**Dataset excerpts**
........

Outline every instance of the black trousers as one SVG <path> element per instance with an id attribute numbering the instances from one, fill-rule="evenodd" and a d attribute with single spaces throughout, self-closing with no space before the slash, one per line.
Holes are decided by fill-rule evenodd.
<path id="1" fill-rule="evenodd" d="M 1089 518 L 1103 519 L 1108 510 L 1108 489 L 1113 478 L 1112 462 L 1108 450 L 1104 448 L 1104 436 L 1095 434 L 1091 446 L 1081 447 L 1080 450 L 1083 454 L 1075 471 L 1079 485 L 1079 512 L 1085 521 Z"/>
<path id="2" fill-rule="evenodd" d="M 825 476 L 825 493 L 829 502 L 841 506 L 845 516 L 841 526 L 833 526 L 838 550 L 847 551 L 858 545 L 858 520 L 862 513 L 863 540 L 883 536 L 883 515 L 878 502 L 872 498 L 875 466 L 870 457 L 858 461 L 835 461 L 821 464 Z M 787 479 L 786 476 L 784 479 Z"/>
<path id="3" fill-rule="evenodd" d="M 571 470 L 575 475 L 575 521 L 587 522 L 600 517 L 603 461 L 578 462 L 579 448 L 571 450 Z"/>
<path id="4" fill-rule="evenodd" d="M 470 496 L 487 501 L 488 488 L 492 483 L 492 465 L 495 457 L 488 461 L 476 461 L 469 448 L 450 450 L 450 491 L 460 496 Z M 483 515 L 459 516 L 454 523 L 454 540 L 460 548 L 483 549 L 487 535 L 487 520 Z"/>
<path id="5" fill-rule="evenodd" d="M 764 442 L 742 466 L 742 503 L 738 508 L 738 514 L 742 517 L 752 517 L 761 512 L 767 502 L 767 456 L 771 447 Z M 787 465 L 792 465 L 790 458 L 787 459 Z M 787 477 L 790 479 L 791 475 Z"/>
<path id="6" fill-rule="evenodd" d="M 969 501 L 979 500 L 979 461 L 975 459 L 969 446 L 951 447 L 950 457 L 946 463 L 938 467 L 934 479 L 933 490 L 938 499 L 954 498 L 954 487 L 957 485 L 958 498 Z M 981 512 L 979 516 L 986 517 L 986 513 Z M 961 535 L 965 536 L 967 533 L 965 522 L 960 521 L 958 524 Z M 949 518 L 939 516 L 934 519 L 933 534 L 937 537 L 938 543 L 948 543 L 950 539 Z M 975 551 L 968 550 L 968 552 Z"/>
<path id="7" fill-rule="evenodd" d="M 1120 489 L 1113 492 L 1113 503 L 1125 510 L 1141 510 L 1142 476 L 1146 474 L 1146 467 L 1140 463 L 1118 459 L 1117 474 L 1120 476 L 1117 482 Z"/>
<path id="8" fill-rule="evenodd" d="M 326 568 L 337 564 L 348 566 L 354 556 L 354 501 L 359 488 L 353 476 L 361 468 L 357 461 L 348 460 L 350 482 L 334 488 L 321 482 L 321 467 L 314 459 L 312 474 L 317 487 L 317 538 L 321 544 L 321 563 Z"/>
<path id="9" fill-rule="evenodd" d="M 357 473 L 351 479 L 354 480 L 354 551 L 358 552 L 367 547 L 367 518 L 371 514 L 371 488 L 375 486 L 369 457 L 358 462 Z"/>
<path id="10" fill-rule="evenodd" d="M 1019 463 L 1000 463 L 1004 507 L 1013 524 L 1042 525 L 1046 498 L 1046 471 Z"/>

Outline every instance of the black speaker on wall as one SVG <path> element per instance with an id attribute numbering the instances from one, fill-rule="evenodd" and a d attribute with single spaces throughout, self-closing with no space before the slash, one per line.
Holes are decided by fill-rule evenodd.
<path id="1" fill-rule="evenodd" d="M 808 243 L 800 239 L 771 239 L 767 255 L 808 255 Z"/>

........

**Problem details**
Using the records above, report each line with the string "throughout".

**Written reply**
Outline every instance of the black trousers as one SVG <path> element per instance with an id attribute numbering the instances from one, fill-rule="evenodd" and a d attribute with single spaces throughout, self-closing with no space before the slash, one per line.
Outline every instance of the black speaker on wall as one SVG <path> element per instance with an id attribute numbering the instances from one, fill-rule="evenodd" and a d attribute with single spaces throughout, self-closing with no space before the slash, one per line.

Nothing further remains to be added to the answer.